Text shown:
Therefore, both the author and the teaching assistant thought that the performance of group 3 could have been worse. However, the three rounds of collaborative learning revealed that the arithmetic mean of group 3 was consistently higher, and its ranking was consistently at the top of the class. However, the data in the table found that the group received terrible grades in each evaluation. What could have caused this phenomenon?

1.3. Deviation in Group Peer Assessment Scores Affects Educational Equity and the Motivation of Other Groups to Learn

The deviation of the group peer assessment was outstanding and not only alerted the author and the teaching assistant but also attracted the attention of the students: After the two rounds of online collaborative learning and group peer assessment results were announced, some students privately communicated with the author that they questioned the ability of group 3 to obtain such an excellent comprehensive assessment and hoped that the instructor could find out the reason why group 3 could obtain a high rating despite its poor work and poor reporting.

Objective A:
Rewrite the part of the peer assessment text starting with "The deviation of" and going on through "and poor reporting.", and put "lecturer" in place of "instructor".
Objective B:
Write the next part of the peer assessment text, picking up right after its last sentence.

Supplied entries:
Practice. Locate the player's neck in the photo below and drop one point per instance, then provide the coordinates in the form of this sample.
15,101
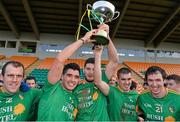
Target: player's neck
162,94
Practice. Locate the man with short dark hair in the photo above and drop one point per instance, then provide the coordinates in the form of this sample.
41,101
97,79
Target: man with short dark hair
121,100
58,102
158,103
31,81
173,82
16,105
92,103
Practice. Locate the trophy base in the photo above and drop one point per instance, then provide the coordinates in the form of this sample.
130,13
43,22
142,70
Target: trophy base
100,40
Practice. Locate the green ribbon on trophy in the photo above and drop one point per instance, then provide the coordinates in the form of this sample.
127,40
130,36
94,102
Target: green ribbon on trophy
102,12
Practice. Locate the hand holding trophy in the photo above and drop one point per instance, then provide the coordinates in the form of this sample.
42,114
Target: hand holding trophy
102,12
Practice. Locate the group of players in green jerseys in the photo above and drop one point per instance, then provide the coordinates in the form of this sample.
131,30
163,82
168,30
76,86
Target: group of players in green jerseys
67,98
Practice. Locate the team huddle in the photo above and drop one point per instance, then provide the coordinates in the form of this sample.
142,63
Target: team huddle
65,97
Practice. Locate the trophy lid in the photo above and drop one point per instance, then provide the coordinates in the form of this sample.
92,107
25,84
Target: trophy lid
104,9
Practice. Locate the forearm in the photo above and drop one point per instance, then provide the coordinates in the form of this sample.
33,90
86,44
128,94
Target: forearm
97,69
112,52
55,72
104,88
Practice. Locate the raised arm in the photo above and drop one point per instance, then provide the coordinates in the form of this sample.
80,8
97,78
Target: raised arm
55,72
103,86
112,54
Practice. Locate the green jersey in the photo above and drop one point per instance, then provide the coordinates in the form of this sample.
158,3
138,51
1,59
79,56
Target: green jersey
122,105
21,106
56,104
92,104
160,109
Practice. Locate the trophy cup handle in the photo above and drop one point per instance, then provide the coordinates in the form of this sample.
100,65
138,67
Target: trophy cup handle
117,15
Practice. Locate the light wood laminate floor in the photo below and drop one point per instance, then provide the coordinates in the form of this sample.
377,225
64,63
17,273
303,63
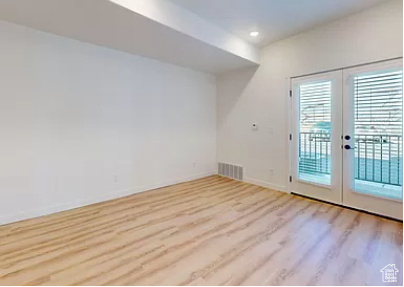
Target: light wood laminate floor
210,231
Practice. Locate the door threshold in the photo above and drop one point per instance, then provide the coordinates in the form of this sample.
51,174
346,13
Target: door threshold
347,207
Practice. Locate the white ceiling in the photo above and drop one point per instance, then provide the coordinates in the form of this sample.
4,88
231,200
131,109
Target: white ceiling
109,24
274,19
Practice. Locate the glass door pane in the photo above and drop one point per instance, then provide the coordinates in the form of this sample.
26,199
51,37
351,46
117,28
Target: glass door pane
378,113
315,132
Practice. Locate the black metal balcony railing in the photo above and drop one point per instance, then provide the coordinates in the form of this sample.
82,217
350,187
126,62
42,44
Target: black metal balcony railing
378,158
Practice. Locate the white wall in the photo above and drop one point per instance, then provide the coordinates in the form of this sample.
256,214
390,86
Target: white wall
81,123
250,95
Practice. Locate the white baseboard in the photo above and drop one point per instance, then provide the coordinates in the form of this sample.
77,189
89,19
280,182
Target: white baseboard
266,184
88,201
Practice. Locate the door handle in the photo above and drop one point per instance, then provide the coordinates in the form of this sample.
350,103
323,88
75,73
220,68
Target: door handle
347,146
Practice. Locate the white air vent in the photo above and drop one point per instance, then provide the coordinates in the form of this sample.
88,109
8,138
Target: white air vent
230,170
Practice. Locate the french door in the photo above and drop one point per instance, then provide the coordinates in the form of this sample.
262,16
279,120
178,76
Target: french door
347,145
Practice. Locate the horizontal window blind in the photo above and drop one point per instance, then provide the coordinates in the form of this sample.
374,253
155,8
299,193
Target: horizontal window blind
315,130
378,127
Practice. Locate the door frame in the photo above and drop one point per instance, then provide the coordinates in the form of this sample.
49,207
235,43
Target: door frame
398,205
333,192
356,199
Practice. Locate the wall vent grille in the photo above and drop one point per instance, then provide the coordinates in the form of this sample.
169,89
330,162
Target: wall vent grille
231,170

...

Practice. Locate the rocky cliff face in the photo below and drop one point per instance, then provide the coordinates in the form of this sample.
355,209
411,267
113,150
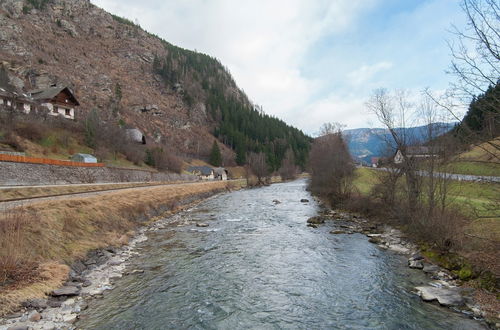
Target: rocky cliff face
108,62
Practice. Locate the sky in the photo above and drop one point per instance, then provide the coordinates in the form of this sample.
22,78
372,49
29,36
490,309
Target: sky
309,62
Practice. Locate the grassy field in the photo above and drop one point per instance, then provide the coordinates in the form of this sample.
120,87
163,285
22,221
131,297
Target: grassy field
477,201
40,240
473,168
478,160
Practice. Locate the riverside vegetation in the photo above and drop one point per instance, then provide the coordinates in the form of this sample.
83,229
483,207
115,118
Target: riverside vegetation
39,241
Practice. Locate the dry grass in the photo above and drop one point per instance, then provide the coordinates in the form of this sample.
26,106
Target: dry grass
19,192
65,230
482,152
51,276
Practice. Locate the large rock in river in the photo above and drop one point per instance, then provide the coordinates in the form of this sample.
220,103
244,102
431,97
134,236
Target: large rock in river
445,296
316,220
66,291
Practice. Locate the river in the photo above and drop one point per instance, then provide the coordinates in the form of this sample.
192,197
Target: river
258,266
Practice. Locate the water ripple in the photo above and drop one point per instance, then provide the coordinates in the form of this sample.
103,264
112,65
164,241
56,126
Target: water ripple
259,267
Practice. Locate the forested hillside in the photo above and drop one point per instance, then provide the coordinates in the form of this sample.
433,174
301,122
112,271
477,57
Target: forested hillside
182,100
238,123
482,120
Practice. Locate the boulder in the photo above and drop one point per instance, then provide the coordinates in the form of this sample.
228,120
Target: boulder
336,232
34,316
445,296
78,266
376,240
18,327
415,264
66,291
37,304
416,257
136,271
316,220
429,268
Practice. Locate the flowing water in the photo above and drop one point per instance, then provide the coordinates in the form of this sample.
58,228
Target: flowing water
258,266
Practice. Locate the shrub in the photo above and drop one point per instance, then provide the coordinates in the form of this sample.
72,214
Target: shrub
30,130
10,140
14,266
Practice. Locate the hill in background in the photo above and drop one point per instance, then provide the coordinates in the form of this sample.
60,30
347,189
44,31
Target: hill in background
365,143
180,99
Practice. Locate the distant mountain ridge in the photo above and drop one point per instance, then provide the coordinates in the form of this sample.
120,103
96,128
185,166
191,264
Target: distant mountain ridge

Result A:
The deviation of the group peer assessment was outstanding and not only alerted the author and the teaching assistant but also attracted the attention of the students: After the two rounds of online collaborative learning and group peer assessment results were announced, some students privately communicated with the author that they questioned the ability of group 3 to obtain such an excellent comprehensive assessment and hoped that the lecturer could find out the reason why group 3 could obtain a high rating despite its poor work and poor reporting.

Result B:
After comparing the data, the author found that: during the group peer assessment process, Group 3 gave the other groups generally harsher scores, and the scores given by Group 3 to the other groups differed from the other groups by about 8 points in mean value compared to the scores given by the other groups. For this reason, the other groups’ final mean scores fell, which led to Group 3 moving up in the rankings.

The students felt that this deviation seriously compromised educational equity, could harm hardworking students, and was detrimental to the sustainability of collaborative learning.

1.4. Research Problem

Based on the phenomenon of deviations in group peer assessment in online learning, the author believes that we should start from three aspects: teaching process management, evaluation of the quality of mutual evaluation data, and correction of deviation to solve the problem of performance deviation in group peer assessment.

1) How to evaluate the quality of group peer assessment data to promptly identify problems in group peer assessment?

2) What strategies should be adopted to correct the bias in the already problematic group peer assessment data to avoid the frustration of learning motivation due to the evaluation bias?

3) What effective strategies should instructors adopt to avoid the deviation of teaching evaluation from the source for online collaborative learning?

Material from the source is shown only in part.